A block of data:
···
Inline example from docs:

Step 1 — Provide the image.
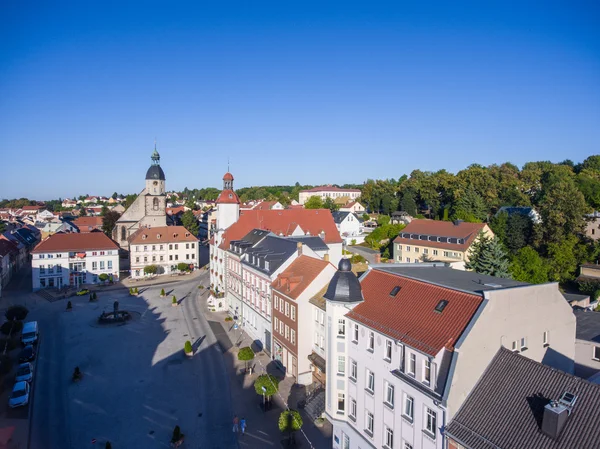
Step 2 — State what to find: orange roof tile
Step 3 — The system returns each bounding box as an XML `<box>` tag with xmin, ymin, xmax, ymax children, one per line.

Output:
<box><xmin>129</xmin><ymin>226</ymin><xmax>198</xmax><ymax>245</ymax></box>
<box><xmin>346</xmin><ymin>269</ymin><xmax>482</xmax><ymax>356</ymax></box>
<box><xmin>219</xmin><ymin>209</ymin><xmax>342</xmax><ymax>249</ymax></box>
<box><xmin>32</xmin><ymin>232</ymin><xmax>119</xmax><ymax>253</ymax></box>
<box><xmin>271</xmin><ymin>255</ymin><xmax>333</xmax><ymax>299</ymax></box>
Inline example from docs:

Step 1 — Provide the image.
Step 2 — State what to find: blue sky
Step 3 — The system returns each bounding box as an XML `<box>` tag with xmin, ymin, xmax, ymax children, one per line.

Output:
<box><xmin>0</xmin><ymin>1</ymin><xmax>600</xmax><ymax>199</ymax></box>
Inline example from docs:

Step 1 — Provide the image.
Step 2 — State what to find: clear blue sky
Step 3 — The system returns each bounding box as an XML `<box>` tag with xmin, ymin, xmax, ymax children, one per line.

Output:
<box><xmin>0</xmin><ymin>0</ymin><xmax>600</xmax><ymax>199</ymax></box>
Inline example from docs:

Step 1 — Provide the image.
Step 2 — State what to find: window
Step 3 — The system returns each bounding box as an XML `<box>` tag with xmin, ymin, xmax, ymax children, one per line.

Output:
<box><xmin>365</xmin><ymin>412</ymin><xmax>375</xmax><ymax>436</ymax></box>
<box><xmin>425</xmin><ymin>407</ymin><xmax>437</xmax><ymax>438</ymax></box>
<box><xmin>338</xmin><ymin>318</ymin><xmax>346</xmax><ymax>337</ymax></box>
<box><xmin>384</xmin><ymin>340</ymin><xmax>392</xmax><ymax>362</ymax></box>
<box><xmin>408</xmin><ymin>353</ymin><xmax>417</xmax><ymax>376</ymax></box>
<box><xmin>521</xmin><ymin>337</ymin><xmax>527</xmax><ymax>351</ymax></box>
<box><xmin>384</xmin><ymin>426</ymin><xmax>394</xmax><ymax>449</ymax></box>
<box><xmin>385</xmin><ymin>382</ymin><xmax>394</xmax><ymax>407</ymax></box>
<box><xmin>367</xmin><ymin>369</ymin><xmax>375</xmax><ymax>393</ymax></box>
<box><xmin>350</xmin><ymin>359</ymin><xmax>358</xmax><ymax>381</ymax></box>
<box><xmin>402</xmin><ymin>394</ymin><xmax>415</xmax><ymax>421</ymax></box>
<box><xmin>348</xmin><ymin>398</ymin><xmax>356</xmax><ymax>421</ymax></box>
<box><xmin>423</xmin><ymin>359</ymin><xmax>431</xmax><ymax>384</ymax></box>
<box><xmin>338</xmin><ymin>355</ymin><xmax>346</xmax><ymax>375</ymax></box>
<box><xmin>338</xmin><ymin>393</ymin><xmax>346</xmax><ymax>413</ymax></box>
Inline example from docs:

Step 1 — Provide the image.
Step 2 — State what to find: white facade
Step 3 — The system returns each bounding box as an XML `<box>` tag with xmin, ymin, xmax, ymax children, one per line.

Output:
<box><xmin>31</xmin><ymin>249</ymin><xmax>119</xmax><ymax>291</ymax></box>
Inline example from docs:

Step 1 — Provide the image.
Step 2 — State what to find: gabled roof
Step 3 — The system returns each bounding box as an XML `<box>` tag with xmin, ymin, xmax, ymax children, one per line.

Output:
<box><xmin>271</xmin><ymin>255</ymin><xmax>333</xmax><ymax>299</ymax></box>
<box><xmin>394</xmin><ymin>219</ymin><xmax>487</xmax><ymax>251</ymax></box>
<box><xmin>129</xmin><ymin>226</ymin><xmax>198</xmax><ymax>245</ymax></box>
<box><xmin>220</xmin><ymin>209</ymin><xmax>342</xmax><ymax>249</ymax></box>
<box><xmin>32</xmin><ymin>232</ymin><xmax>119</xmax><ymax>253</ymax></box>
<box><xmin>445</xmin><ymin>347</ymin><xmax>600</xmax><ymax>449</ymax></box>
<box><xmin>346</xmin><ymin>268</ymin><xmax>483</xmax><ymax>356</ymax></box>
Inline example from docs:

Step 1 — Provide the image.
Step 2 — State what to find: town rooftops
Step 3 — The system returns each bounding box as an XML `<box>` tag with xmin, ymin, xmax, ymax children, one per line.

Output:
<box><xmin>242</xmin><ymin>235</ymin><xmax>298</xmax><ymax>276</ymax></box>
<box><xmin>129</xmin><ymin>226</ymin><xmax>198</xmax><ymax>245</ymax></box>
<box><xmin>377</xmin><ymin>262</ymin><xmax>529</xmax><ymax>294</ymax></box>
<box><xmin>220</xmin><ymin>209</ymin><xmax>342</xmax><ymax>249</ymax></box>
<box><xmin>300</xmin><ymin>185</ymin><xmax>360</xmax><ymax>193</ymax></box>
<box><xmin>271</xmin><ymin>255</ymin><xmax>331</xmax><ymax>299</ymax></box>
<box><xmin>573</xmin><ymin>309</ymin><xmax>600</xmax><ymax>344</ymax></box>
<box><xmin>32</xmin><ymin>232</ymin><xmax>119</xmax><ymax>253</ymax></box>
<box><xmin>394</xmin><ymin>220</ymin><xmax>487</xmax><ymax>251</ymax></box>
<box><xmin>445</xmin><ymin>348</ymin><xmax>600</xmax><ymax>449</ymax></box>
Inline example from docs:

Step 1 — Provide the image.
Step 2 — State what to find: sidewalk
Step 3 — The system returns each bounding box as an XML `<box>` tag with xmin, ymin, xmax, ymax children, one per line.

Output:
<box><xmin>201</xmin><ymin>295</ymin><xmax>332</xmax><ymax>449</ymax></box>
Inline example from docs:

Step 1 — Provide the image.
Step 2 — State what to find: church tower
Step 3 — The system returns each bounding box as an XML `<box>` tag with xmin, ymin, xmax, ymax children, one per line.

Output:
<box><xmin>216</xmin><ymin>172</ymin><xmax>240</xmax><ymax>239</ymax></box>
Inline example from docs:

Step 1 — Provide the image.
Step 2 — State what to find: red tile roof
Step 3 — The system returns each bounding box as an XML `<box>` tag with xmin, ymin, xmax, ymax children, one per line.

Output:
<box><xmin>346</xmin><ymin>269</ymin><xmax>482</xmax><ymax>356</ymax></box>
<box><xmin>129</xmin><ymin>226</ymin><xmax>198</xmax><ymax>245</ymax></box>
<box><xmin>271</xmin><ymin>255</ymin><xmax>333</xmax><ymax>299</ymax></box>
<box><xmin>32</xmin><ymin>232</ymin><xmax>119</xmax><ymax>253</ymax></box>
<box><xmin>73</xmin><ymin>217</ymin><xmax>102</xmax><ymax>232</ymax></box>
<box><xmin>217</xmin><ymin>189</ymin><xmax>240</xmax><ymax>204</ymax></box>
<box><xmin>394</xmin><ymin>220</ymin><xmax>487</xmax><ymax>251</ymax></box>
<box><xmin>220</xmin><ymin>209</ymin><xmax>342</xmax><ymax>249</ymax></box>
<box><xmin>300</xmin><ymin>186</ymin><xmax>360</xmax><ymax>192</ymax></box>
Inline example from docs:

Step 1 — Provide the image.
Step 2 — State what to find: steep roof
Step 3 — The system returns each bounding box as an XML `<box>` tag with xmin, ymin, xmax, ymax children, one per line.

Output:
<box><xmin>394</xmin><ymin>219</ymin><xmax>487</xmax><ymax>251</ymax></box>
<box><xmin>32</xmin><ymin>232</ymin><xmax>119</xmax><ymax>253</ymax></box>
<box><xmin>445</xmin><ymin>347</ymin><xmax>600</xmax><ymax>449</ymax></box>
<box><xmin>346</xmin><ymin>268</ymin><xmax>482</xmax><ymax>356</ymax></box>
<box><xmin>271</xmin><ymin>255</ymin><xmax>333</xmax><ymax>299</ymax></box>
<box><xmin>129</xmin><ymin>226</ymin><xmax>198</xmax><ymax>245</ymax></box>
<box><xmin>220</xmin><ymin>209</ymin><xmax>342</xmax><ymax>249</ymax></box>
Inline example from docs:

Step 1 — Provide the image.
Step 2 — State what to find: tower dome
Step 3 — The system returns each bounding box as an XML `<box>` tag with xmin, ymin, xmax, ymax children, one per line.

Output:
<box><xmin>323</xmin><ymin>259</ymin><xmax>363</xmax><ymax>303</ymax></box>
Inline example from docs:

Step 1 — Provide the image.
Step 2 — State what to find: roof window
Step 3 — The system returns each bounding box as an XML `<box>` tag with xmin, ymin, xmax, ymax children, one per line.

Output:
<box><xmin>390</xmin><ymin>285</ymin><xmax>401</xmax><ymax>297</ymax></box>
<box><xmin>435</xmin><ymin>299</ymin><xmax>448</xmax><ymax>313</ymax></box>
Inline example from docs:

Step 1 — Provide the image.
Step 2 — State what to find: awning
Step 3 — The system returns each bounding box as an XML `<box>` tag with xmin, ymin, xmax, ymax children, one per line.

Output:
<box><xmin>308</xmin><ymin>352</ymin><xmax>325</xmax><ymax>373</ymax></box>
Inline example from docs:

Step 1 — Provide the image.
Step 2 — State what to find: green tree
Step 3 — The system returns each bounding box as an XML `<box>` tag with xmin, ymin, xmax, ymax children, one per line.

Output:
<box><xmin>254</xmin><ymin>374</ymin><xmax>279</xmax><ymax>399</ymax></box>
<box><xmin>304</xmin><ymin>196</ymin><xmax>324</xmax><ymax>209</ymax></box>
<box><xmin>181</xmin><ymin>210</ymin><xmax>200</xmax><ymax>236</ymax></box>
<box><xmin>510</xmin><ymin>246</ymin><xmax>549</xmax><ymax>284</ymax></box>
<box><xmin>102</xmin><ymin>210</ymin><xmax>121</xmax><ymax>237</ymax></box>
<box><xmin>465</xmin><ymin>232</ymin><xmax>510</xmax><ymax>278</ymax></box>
···
Stated goal: Extract every line of the material above that contains the string "blue", treating uppercase and lowercase letters as distinct.

Expected answer:
Step 2 — State what to find: blue sky
Step 2 — State what to find: clear blue sky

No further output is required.